→ DESCRIPTION OF THE TASK
Copy the following items word for word.

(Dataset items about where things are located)
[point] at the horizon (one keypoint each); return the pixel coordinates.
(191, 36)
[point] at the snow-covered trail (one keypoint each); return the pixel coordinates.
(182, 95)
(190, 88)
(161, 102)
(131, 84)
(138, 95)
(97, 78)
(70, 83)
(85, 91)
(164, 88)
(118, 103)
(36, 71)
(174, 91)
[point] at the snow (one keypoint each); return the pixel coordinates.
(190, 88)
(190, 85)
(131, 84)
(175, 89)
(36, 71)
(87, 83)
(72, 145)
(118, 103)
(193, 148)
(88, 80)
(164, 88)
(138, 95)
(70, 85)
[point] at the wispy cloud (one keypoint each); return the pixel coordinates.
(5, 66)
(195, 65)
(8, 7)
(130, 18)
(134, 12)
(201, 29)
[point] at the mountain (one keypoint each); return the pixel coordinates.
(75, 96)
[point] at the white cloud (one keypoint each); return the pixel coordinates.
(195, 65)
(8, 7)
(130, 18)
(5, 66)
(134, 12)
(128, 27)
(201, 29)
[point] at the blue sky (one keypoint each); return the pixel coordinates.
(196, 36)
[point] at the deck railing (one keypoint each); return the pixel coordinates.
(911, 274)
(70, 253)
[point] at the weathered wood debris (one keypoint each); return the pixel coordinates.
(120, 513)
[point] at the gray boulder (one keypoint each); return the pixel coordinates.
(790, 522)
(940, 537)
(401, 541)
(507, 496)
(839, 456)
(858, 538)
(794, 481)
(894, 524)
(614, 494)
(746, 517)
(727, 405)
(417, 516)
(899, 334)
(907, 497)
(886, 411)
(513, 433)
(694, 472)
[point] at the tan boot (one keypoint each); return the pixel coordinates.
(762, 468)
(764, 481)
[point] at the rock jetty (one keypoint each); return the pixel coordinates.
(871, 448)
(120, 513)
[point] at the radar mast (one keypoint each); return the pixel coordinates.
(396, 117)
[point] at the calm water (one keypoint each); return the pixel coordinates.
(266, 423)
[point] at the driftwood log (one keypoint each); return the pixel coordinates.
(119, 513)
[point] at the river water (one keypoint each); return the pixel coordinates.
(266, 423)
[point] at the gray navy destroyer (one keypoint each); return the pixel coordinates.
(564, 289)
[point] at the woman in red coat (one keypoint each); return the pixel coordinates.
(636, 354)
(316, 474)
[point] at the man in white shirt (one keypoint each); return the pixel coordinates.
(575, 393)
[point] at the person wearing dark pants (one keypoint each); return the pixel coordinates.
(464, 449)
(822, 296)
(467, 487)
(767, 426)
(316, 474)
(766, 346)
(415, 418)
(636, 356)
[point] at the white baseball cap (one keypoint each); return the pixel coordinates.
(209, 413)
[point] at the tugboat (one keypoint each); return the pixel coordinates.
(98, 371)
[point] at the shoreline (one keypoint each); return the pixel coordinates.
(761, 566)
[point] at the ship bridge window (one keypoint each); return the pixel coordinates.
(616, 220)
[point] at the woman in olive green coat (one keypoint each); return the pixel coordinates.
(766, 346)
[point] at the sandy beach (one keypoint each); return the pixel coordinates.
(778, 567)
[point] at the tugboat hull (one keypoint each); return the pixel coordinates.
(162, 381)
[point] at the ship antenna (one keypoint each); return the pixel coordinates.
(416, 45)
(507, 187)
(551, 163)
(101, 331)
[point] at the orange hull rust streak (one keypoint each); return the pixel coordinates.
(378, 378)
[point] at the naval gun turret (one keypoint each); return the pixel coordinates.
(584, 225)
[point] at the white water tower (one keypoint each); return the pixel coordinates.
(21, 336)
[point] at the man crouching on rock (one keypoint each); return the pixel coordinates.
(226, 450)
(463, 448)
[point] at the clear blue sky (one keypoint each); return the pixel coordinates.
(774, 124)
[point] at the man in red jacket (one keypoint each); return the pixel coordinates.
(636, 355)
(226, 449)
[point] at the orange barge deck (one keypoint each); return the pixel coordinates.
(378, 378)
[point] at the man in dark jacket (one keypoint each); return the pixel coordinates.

→ THE ANSWER
[point] at the horizon (one keypoint each); return the pixel coordinates.
(191, 36)
[point] at the snow-covered trail (one keypoint each); return the pixel coordinates.
(182, 95)
(190, 88)
(161, 102)
(131, 84)
(138, 95)
(97, 78)
(70, 83)
(85, 91)
(164, 88)
(118, 103)
(36, 71)
(174, 91)
[point] at the snow (one keypoint each); return the pixel coordinates.
(190, 88)
(190, 85)
(131, 84)
(175, 89)
(36, 71)
(87, 83)
(72, 145)
(118, 103)
(193, 148)
(88, 80)
(164, 88)
(138, 95)
(70, 85)
[point] at the wispy cloud (one keypoint each); return the pixel coordinates.
(5, 66)
(195, 65)
(8, 7)
(130, 18)
(134, 12)
(201, 29)
[point] at the mountain (one keypoint each); return the pixel coordinates.
(75, 96)
[point] at the white cloud (one keypoint each); return the pixel coordinates.
(195, 65)
(8, 7)
(130, 18)
(5, 66)
(134, 12)
(128, 27)
(201, 29)
[point] at the blue sky (one keypoint each); return the pixel coordinates.
(196, 36)
[point] at the deck railing (one keypoint each); return the pixel coordinates.
(911, 274)
(70, 253)
[point] at the weathered wood debris (one keypoint each); return the pixel coordinates.
(120, 513)
[point] at the gray boulder (one keypoint each); return the pixel coordinates.
(790, 522)
(940, 537)
(401, 541)
(507, 496)
(839, 456)
(858, 538)
(794, 481)
(894, 524)
(614, 494)
(746, 517)
(727, 405)
(417, 516)
(899, 334)
(907, 497)
(886, 411)
(513, 433)
(694, 472)
[point] at the tan boot (one keypoint each); return the pixel coordinates.
(762, 468)
(764, 481)
[point] at the rock jetty (one keypoint each); return the pixel coordinates.
(871, 448)
(120, 513)
[point] at the radar mast (one keypoint each); return the pixel coordinates.
(396, 117)
[point] at the calm water (one keypoint each); return the pixel coordinates.
(266, 423)
[point] at the driftwood log (one keypoint each); return the pixel coordinates.
(119, 513)
[point] at the river water (one keypoint each); return the pixel coordinates.
(266, 423)
[point] at the gray navy destroyer (one keypoint each); return the pixel coordinates.
(564, 289)
[point] at the woman in red coat (one keypoint each); return the pixel coordinates.
(636, 354)
(316, 474)
[point] at the man in white shirt (one keypoint each); return the pixel coordinates.
(575, 393)
[point] at the person wearing dark pants (one keypoint each); return the pixel coordinates.
(464, 449)
(822, 296)
(467, 487)
(767, 426)
(316, 474)
(766, 346)
(415, 418)
(636, 356)
[point] at the white baseball cap (one keypoint each); return the pixel coordinates.
(209, 413)
[point] at the tugboat (one keypoint each); return the pixel coordinates.
(98, 371)
[point] at the shoreline (one keypoint each); return the pixel coordinates.
(761, 566)
[point] at the ship bridge window (one keypoint each); return the pixel coordinates.
(616, 220)
[point] at the woman in olive green coat (one keypoint each); return the pixel coordinates.
(766, 346)
[point] at the sandy beach (one keypoint each); return the pixel coordinates.
(778, 567)
[point] at the tugboat hull (one keypoint each); return the pixel coordinates.
(162, 381)
[point] at the ship antenna (one keypoint each); return the pixel coordinates.
(416, 45)
(507, 187)
(551, 163)
(101, 331)
[point] at the orange hull rust streak (one keypoint each); return the pixel coordinates.
(378, 378)
[point] at the naval gun turret (one keypoint each); return the pixel coordinates.
(584, 225)
[point] at the white water tower (one keypoint each); return the pixel coordinates.
(21, 336)
[point] at the man crouching on rock (one keypoint each); return the pixel coordinates.
(226, 450)
(463, 448)
[point] at the clear blue sky (one keypoint each); return the pixel coordinates.
(774, 124)
[point] at the man in red jacket (one keypoint each); return the pixel coordinates.
(636, 355)
(226, 449)
[point] at the orange barge deck (one keypoint each); return the pixel coordinates.
(378, 378)
[point] at the man in dark jacket (one keypoint each); return the pixel coordinates.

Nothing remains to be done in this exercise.